[Task]:
Please write out, exactly as they appear, the line containing "Would you be able to point to the limestone" and every line after it to the end of the records, and nothing more.

Source records
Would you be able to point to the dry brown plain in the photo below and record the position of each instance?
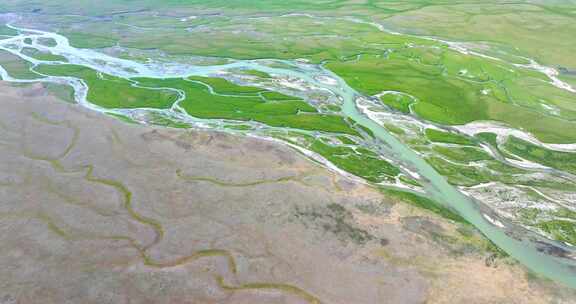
(94, 210)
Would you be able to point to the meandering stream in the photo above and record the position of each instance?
(528, 248)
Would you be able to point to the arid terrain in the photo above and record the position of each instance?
(95, 210)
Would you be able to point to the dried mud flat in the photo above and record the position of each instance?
(94, 210)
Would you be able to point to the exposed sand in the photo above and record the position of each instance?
(93, 210)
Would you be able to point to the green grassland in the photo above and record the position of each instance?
(360, 162)
(16, 67)
(246, 103)
(560, 160)
(112, 92)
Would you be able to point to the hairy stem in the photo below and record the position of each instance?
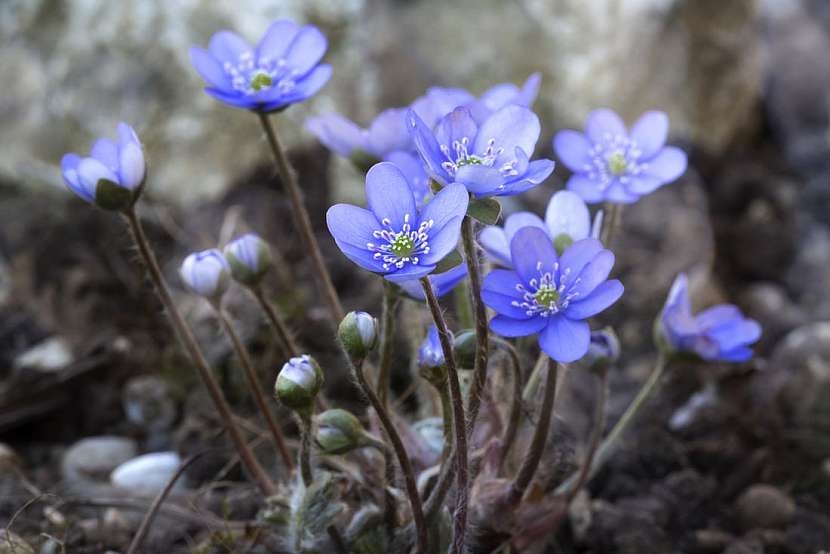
(284, 338)
(540, 437)
(482, 332)
(303, 221)
(459, 421)
(255, 387)
(195, 352)
(400, 451)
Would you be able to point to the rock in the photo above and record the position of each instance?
(93, 459)
(148, 474)
(53, 354)
(764, 507)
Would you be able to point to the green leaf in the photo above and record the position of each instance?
(450, 261)
(485, 210)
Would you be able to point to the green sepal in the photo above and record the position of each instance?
(485, 210)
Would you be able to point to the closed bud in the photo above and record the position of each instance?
(464, 347)
(299, 382)
(339, 432)
(206, 273)
(249, 258)
(358, 333)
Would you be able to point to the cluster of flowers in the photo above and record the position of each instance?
(428, 166)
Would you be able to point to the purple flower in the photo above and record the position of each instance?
(442, 283)
(549, 294)
(206, 273)
(119, 164)
(566, 221)
(719, 333)
(611, 164)
(430, 353)
(490, 159)
(284, 68)
(393, 237)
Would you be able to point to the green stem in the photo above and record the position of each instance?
(303, 221)
(255, 387)
(196, 355)
(459, 420)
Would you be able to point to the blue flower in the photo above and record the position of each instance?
(566, 221)
(442, 283)
(430, 353)
(720, 333)
(611, 164)
(206, 273)
(119, 163)
(393, 237)
(490, 159)
(549, 294)
(283, 69)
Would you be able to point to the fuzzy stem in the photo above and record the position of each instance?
(540, 437)
(387, 340)
(284, 338)
(400, 451)
(462, 461)
(482, 331)
(609, 444)
(255, 387)
(303, 221)
(197, 357)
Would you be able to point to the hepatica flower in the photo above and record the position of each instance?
(282, 69)
(566, 221)
(112, 175)
(719, 333)
(393, 237)
(551, 295)
(609, 163)
(491, 159)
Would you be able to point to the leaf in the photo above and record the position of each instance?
(485, 210)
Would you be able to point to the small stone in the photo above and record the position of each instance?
(93, 459)
(764, 507)
(148, 474)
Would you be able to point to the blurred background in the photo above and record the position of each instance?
(746, 84)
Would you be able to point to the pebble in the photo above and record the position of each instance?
(764, 507)
(93, 459)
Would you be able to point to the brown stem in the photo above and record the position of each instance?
(400, 451)
(540, 438)
(462, 461)
(482, 332)
(303, 221)
(197, 357)
(255, 387)
(284, 338)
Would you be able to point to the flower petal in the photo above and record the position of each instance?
(509, 327)
(567, 214)
(574, 149)
(603, 296)
(565, 340)
(650, 132)
(390, 197)
(604, 124)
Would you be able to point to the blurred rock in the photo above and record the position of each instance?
(92, 459)
(764, 507)
(147, 475)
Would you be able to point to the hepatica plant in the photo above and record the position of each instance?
(425, 164)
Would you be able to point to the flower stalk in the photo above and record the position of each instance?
(185, 335)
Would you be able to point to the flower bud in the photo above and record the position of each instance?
(249, 258)
(206, 273)
(358, 333)
(298, 383)
(464, 347)
(339, 432)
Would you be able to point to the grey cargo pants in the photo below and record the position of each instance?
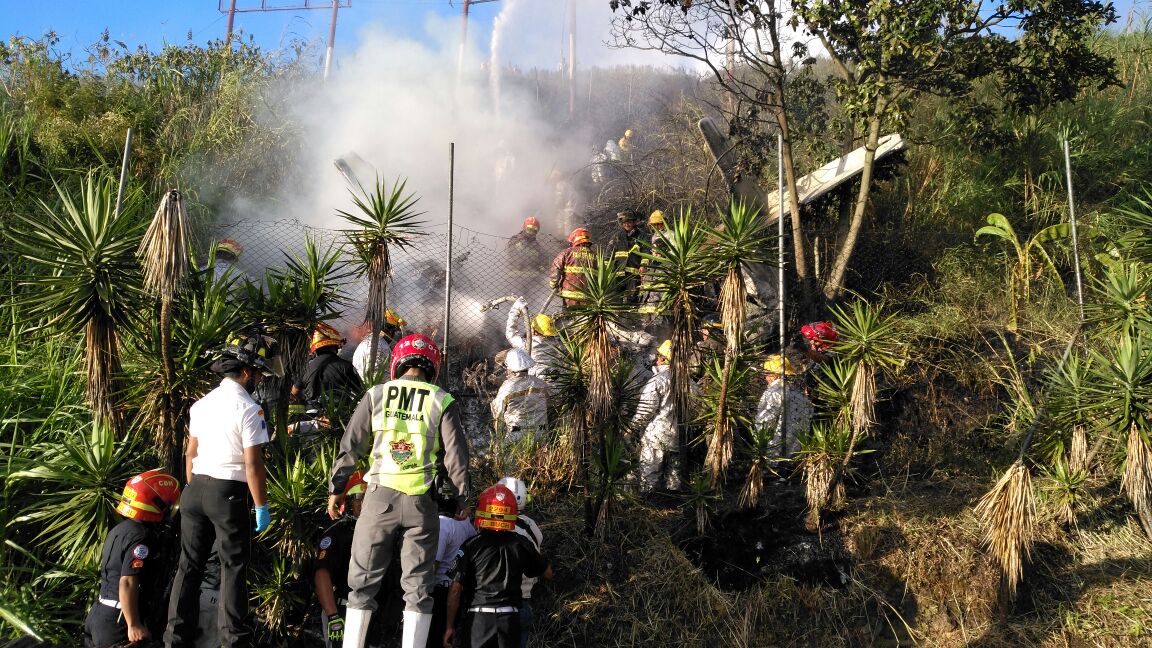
(385, 511)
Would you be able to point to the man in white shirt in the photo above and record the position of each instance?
(225, 469)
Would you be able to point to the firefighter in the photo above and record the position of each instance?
(524, 251)
(818, 340)
(783, 408)
(330, 385)
(455, 528)
(404, 426)
(522, 401)
(128, 563)
(536, 334)
(489, 575)
(330, 575)
(393, 328)
(225, 471)
(659, 461)
(528, 528)
(650, 299)
(568, 276)
(626, 248)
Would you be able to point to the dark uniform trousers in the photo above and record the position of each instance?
(489, 630)
(211, 509)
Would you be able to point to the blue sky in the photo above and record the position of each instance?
(154, 22)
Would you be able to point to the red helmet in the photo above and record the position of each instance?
(148, 496)
(356, 487)
(580, 235)
(415, 351)
(325, 334)
(497, 510)
(819, 334)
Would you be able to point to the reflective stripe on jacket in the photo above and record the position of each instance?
(406, 434)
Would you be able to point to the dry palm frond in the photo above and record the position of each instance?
(753, 486)
(101, 359)
(598, 359)
(732, 309)
(1077, 457)
(1137, 480)
(164, 250)
(821, 488)
(164, 255)
(863, 399)
(1008, 514)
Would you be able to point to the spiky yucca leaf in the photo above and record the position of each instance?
(1137, 480)
(91, 281)
(384, 218)
(599, 309)
(1008, 515)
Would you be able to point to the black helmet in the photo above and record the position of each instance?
(256, 352)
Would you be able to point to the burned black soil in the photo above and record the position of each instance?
(748, 547)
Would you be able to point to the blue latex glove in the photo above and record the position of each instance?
(263, 518)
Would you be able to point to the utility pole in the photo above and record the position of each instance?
(265, 6)
(571, 60)
(232, 19)
(332, 39)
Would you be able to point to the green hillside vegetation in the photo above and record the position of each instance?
(963, 359)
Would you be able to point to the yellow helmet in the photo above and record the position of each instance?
(778, 364)
(544, 325)
(391, 317)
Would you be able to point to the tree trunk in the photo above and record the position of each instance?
(835, 285)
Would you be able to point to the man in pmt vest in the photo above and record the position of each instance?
(403, 426)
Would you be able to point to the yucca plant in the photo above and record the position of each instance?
(1021, 257)
(599, 309)
(724, 402)
(90, 280)
(385, 219)
(821, 458)
(740, 239)
(871, 343)
(679, 272)
(1120, 393)
(74, 483)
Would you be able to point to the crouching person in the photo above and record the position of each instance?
(128, 563)
(487, 580)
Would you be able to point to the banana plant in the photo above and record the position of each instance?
(1021, 257)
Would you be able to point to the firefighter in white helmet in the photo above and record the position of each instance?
(783, 409)
(404, 426)
(522, 402)
(659, 461)
(528, 528)
(536, 334)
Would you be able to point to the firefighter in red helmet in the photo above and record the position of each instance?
(525, 256)
(403, 426)
(490, 572)
(568, 274)
(128, 562)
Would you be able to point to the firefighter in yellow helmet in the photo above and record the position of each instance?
(568, 271)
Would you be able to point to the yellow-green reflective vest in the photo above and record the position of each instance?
(406, 434)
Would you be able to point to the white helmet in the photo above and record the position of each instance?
(518, 488)
(517, 360)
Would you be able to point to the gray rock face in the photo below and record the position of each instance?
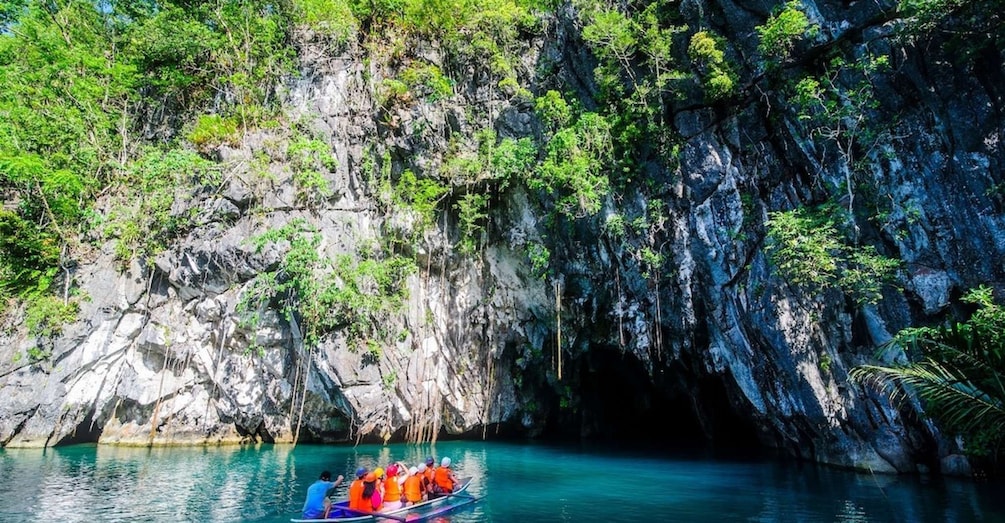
(162, 356)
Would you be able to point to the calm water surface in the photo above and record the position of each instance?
(532, 483)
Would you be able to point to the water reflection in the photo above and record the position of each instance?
(517, 482)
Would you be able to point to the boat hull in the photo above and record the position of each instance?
(416, 512)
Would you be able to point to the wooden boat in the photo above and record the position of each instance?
(341, 513)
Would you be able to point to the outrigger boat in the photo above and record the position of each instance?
(341, 513)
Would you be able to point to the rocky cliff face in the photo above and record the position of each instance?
(711, 338)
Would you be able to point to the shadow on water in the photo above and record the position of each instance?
(519, 482)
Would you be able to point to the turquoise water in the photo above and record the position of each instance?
(532, 483)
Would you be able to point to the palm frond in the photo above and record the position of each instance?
(950, 396)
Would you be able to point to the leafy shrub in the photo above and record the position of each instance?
(719, 78)
(783, 29)
(806, 247)
(211, 131)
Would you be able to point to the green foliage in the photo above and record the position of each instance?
(512, 159)
(46, 315)
(311, 159)
(334, 18)
(718, 76)
(153, 203)
(29, 256)
(957, 370)
(428, 80)
(783, 29)
(573, 168)
(354, 295)
(419, 197)
(471, 213)
(807, 249)
(553, 110)
(212, 131)
(540, 257)
(171, 49)
(612, 36)
(419, 80)
(969, 27)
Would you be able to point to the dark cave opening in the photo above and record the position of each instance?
(87, 431)
(618, 402)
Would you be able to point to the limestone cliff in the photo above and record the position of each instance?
(710, 339)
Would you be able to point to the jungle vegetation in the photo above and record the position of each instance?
(110, 112)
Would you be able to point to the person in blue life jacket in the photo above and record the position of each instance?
(318, 502)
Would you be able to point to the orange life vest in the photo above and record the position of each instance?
(413, 488)
(429, 475)
(356, 495)
(443, 479)
(392, 489)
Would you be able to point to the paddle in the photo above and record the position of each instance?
(461, 495)
(375, 514)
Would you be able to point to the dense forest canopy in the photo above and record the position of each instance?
(111, 112)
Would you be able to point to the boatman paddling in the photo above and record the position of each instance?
(318, 502)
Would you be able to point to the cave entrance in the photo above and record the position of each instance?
(675, 410)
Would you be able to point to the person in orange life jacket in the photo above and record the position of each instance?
(379, 473)
(317, 504)
(392, 488)
(372, 499)
(429, 474)
(356, 490)
(443, 478)
(413, 489)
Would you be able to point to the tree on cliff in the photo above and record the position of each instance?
(958, 371)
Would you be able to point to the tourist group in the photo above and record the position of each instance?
(382, 490)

[Answer section]:
Would you be able to point to the limestone cliff in the photo above and record the position of each instance?
(710, 339)
Would you be able to point to the jungle vegetation in the photo above and record the position of each instance?
(110, 112)
Would you be able to point to the person in blue life jacket in the photo above and record the position of each instance?
(318, 502)
Would you be able to point to the orange life vest in the photo above and record the position of each instance?
(413, 488)
(429, 475)
(356, 495)
(443, 479)
(392, 489)
Would you be able to point to the paddle in the photo above and record the position of each instance?
(461, 495)
(375, 514)
Would you be able to point to the dense forest canopy in the photo above and record the position of each instance?
(111, 112)
Would you be able to point to the boatman paddling in the photo above and record the position of each instance?
(318, 502)
Would you be able to point to the cave entrance in the photo above and record the position of each instance?
(675, 410)
Would you be able to point to the person in orange life jacket in the photo above and record the position of each instance?
(379, 473)
(317, 504)
(392, 488)
(372, 499)
(429, 474)
(356, 490)
(443, 478)
(413, 489)
Would you be able to point to the tree on cliff in the photo above and record the position of each instance?
(958, 371)
Would you be able to point to the tourist group in the photo above and record the position of each instance?
(382, 490)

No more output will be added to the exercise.